» **Goal**
Transcribe the whole listing below without changing a word, but leave out every image.

(Image location labeling entries)

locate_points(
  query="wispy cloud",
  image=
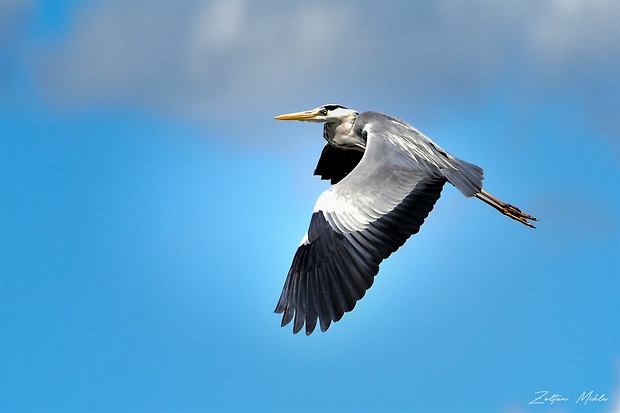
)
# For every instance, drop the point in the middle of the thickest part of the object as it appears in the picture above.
(206, 59)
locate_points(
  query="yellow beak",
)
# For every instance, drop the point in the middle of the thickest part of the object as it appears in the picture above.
(307, 115)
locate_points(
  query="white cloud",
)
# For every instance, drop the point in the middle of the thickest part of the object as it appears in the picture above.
(206, 59)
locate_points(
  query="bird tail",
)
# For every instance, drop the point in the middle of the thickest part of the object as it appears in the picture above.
(466, 177)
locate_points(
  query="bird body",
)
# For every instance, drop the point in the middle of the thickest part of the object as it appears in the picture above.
(378, 200)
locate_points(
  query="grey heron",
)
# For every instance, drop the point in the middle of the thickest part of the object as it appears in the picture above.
(386, 177)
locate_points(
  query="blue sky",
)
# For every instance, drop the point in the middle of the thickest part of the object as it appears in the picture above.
(151, 205)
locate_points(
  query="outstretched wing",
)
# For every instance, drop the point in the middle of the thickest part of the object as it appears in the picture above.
(336, 163)
(356, 224)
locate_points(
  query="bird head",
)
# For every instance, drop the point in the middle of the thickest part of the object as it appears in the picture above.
(323, 114)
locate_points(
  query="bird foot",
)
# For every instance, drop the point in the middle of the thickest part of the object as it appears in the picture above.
(506, 209)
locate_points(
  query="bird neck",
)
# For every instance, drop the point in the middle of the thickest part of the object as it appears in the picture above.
(340, 133)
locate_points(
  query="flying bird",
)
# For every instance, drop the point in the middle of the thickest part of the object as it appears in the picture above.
(386, 177)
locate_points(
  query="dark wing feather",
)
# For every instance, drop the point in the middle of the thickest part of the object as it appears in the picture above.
(336, 163)
(332, 270)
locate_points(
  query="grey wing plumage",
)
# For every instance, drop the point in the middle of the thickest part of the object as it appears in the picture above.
(355, 225)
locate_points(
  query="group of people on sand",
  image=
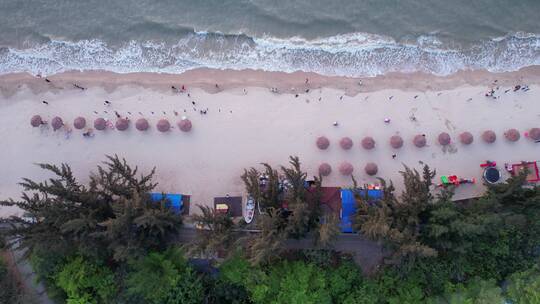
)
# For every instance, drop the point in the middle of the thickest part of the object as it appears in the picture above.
(517, 87)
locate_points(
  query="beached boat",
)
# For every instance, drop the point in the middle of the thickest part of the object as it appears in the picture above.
(250, 210)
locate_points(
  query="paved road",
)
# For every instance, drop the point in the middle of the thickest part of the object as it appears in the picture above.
(366, 253)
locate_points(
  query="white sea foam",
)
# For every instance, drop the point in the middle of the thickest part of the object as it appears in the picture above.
(357, 54)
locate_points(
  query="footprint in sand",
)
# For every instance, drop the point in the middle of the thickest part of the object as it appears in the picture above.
(449, 125)
(452, 149)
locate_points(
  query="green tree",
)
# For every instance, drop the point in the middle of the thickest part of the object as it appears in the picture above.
(475, 292)
(164, 278)
(397, 223)
(215, 232)
(524, 287)
(86, 282)
(111, 217)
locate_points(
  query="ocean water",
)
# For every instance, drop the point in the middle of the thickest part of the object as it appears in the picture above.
(332, 37)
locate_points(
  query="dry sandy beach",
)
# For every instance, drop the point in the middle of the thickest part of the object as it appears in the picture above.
(246, 124)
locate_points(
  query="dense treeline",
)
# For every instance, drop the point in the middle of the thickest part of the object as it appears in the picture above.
(107, 242)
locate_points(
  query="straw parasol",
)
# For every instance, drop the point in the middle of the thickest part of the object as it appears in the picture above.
(346, 168)
(346, 143)
(325, 169)
(396, 141)
(419, 140)
(368, 143)
(79, 123)
(57, 123)
(184, 125)
(122, 124)
(36, 121)
(322, 142)
(371, 169)
(444, 139)
(163, 125)
(142, 124)
(489, 136)
(512, 135)
(100, 124)
(466, 138)
(534, 133)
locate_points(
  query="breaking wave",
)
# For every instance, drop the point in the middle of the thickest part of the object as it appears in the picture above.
(356, 54)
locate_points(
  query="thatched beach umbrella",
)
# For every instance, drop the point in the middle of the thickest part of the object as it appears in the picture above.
(346, 143)
(346, 168)
(36, 121)
(444, 139)
(419, 140)
(534, 133)
(163, 125)
(184, 125)
(512, 135)
(322, 142)
(489, 136)
(325, 169)
(466, 138)
(100, 124)
(57, 123)
(142, 124)
(396, 141)
(122, 124)
(79, 123)
(371, 169)
(368, 143)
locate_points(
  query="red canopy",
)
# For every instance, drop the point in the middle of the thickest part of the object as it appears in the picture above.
(346, 168)
(346, 143)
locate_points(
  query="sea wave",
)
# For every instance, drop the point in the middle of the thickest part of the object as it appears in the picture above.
(356, 54)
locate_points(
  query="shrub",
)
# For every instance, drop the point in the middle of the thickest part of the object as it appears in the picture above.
(86, 281)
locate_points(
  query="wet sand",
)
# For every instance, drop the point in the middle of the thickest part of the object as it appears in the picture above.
(246, 124)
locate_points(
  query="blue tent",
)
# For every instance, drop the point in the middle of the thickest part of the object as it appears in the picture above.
(348, 205)
(174, 199)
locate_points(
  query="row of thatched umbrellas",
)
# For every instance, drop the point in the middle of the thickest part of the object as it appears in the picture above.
(396, 142)
(346, 168)
(420, 140)
(122, 124)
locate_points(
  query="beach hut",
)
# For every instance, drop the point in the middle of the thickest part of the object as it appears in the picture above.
(163, 125)
(79, 123)
(185, 125)
(57, 123)
(36, 121)
(419, 140)
(444, 139)
(368, 143)
(322, 142)
(100, 124)
(489, 136)
(122, 124)
(534, 133)
(512, 135)
(231, 205)
(348, 205)
(466, 138)
(371, 169)
(142, 124)
(346, 143)
(175, 201)
(396, 141)
(325, 169)
(346, 168)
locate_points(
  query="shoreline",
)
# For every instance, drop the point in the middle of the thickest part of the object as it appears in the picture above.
(244, 128)
(292, 83)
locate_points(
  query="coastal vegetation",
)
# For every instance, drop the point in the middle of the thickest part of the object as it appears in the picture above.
(108, 242)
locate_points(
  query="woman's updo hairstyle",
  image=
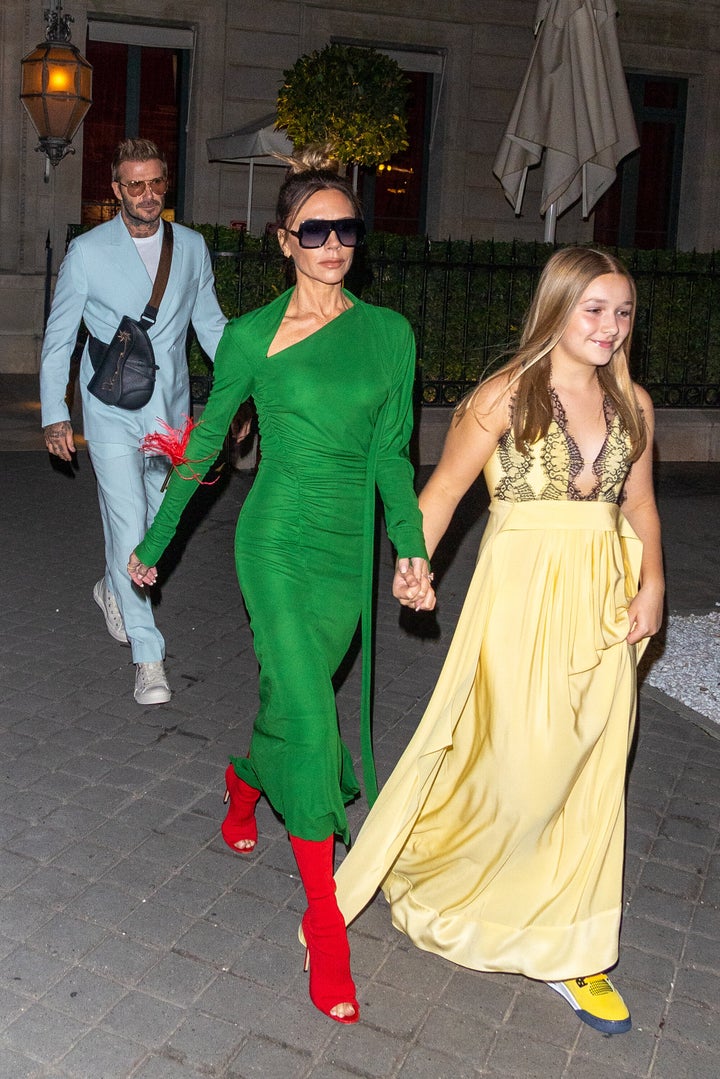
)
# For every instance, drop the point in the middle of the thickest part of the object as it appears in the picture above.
(311, 169)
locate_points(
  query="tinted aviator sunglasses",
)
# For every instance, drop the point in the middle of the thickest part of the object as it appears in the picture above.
(158, 186)
(314, 233)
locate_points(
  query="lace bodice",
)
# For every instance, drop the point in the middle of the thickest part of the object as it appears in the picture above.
(548, 472)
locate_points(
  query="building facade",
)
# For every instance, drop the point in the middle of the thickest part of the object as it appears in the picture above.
(220, 64)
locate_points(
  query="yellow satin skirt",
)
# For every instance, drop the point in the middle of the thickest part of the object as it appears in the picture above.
(499, 837)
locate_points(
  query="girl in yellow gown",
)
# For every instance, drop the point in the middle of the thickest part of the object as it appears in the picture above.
(498, 840)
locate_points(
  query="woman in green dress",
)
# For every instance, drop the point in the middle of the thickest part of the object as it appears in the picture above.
(331, 379)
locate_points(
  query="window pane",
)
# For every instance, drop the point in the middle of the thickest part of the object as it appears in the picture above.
(104, 127)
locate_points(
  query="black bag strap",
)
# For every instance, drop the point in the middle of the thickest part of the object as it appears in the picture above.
(150, 313)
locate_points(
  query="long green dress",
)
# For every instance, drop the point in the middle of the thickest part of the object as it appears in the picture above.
(335, 418)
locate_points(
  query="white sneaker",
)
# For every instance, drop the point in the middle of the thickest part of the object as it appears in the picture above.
(151, 684)
(108, 605)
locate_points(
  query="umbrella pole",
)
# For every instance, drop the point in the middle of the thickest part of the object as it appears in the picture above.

» **Exercise solution**
locate_points(
  query="wispy cloud",
  image=
)
# For every instance, drop the point in the middle of the thickest part of the object as it appears in the picture above.
(206, 59)
locate_points(
  query="yellow beak",
)
# For every instance, drop the point in the middle of the thickest part of the object as it appears in the picture above.
(307, 115)
locate_points(
  query="white cloud",
)
# For every instance, drop the point in the middle of the thickest part of the object as it appears in the picture above.
(206, 59)
locate_points(
  query="bird tail",
)
# For every instance, drop the point in the middle of the thickest part of the object as it appears in the picture above.
(466, 177)
locate_points(
  query="bird body",
)
# For every instance, drop the point in the middle of the thickest part of the object as it appears in the picture above.
(378, 200)
locate_points(
  query="grey heron",
)
# For every instance, drop the point in the middle of the thickest part of the object as it appears in the picture above.
(386, 177)
locate_points(
  query="blue sky",
)
# For every instance, drop the point in the middle of the thickest part of the object as it appears in the picture above.
(151, 205)
locate_points(
  query="outstretched wing",
)
# For every instance, drop the point in the middle of the thickest part of the object as it appears in the picture above.
(336, 163)
(356, 224)
locate_points(
  query="bird head",
)
# For every instance, drop the point in the middle of the thickest part of the object as it appears in the picture above.
(323, 114)
locate_points(
  query="bird foot",
)
# For every instance, drop the point in the middle of the thickest part of the object as it appears in the picture above.
(506, 209)
locate_points(
  query="bird neck",
)
# For every instance, drop the point in the middle of the thickest part of the object as it appears in the picture above.
(340, 133)
locate_points(
  query="flying bird",
)
# For every instance, drop the point in the middle of the thickest part of the object as it appears in the picture above.
(386, 177)
locate_points(
  query="dark wing feather",
)
# For every instance, drop the point in the middle of the thickest part of the object as it appears in the picture above.
(336, 163)
(332, 270)
locate_points(
  query="grey wing plumage",
)
# For every instance, drop the point in the middle of the thickest part of the object as it appears in the picture above.
(355, 225)
locate_points(
  query="group of people on sand",
  image=
)
# For every instance, drop the point in the middle of the thickest part of the object as it appears in the picture above.
(517, 87)
locate_points(
  query="beached boat",
)
# For every instance, drop the point in the middle of the thickest part of the object as it appears in the picture above.
(250, 210)
locate_points(
  query="paved road",
)
# For every instance, drop the point in the middle of the thickest part of the object as it appears in the picture above.
(366, 253)
locate_points(
  query="white sea foam",
)
# For every instance, drop the point in the middle of the thickest part of the object as it appears in the picture above.
(357, 54)
locate_points(
  query="footprint in sand",
)
# For every instance, drop the point in the middle of the thickest part of the object as it appears in the picture above.
(449, 125)
(452, 149)
locate_points(
  query="green tree",
)
# For every instance, drop the point in the middle of the thickest part of the object as it appears in the picture above.
(475, 292)
(164, 278)
(397, 223)
(215, 232)
(524, 287)
(86, 282)
(111, 217)
locate_points(
  query="ocean water",
)
# For every instance, drop the point in the middle of the thickest part of the object as it appears in the picture above.
(332, 37)
locate_points(
  query="dry sandy beach",
)
# For every instance, drop the point in the middle of the thickest part of the object as it appears in the picture above.
(246, 124)
locate_points(
  query="dense treeline",
)
# For every instance, drop the point in the middle of the thickest part of the object as it appears in the picture above.
(107, 242)
locate_points(
  query="straw parasol",
)
# For every instance, drop the point in the middle of the thickest part of the object as it appears in the picture above.
(346, 168)
(346, 143)
(325, 169)
(396, 141)
(419, 140)
(368, 143)
(79, 123)
(57, 123)
(184, 125)
(122, 124)
(36, 121)
(322, 142)
(371, 169)
(444, 139)
(163, 125)
(142, 124)
(489, 136)
(512, 135)
(100, 124)
(466, 138)
(534, 133)
locate_points(
  query="breaking wave",
)
# For every instance, drop the point in the middle of the thickest part of the object as it appears in the picture above.
(356, 54)
locate_points(
  query="thatched beach umbrella",
)
# For every instance, drop the point in the middle of the thickest part of the object as it appears in the picture above.
(346, 143)
(346, 168)
(36, 121)
(444, 139)
(419, 140)
(534, 133)
(163, 125)
(184, 125)
(512, 135)
(322, 142)
(489, 136)
(325, 169)
(466, 138)
(100, 124)
(57, 123)
(142, 124)
(396, 141)
(122, 124)
(79, 123)
(371, 169)
(368, 143)
locate_points(
  query="red canopy",
)
# For every instance, drop the point in the middle of the thickest part of the object as it appears in the picture above.
(346, 168)
(346, 143)
locate_points(
  query="sea wave",
)
# For every instance, drop the point in the middle of the thickest part of the object as it appears in the picture above.
(356, 54)
locate_points(
  query="shrub",
)
# For every instance, drop the point in the middle of the thickest part of the object as it appears in the picture above.
(86, 281)
locate_points(
  query="wet sand",
)
# For every instance, drop the point in the middle of the thickest part of the object as it appears in the picture above.
(246, 124)
locate_points(
  query="blue tent",
)
# For every instance, drop the point in the middle of the thickest part of the object as it appears in the picture above.
(348, 205)
(174, 199)
locate_points(
  query="row of thatched umbrellas",
)
# For every instance, drop the point in the middle of the thickest part of the object as it appears in the picture above.
(396, 142)
(346, 168)
(420, 140)
(122, 124)
locate_points(
  query="beach hut",
)
# For every instance, drop the point in the middle of the thickest part of the object as it appears in the picture above.
(163, 125)
(79, 123)
(185, 125)
(57, 123)
(36, 121)
(419, 140)
(444, 139)
(368, 143)
(322, 142)
(100, 124)
(489, 136)
(122, 124)
(534, 133)
(512, 135)
(231, 205)
(348, 205)
(466, 138)
(371, 169)
(142, 124)
(346, 143)
(175, 201)
(396, 141)
(325, 169)
(346, 168)
locate_points(
  query="shoreline",
)
# For every instance, drop the point in the middle of the thickest part of the object as it appears in the picture above.
(244, 128)
(292, 83)
locate_points(
  query="coastal vegetation",
)
# For every instance, drop the point in the middle of the thickest part of the object as it appears in the picture above.
(108, 242)
locate_points(
  query="woman's updo hairstyle",
  image=
)
# For every instance, drop the point in the middle of the thickest part of the object as it appears in the picture above.
(311, 169)
locate_points(
  query="tinted aviator sunglasses",
)
# For every instance, drop the point in the middle of the thickest part of the object as it appears in the picture above.
(158, 186)
(314, 233)
locate_points(
  query="lace bodice",
)
# For every instance, drop the point in the middle of the thickest part of the object as it appears in the picture above.
(548, 472)
locate_points(
  query="building facade",
)
# For every instance, drop the point in the middle of the thickest part of the object as it appears in the picture above.
(220, 64)
locate_points(
  query="yellow satin skirt",
)
# For every instance, drop the point in the middle of the thickest part of the object as it appears in the picture above.
(499, 837)
locate_points(
  query="girl in yellow gown",
)
# For every instance, drop the point in the middle of the thickest part of the object as it appears in the picture above.
(498, 840)
locate_points(
  query="woman in green dress",
)
# For every instance, drop the point in the middle of the thickest part of the object as it appears in the picture above.
(331, 379)
locate_points(
  query="window pane",
)
# For every instance, drop the point in the middle of the thickest part of the object as it appears in the picture above.
(104, 127)
locate_points(
  query="black bag strap",
)
# For every instance, drop the point in the middle of the thickest part of the object as it appears in the picture above.
(150, 313)
locate_points(
  query="long green dress",
)
# For every instance, drop the point in the middle of the thickest part of the object as it appears in the picture above.
(335, 418)
locate_points(
  query="white sneaker",
)
# For every instance, drop the point in the middle of the thickest part of the object as it appears in the picture above.
(151, 684)
(108, 605)
locate_points(
  query="umbrella pole",
)
# For every instance, drop the point in the middle of the thickest part of the object as it appears in the picture above.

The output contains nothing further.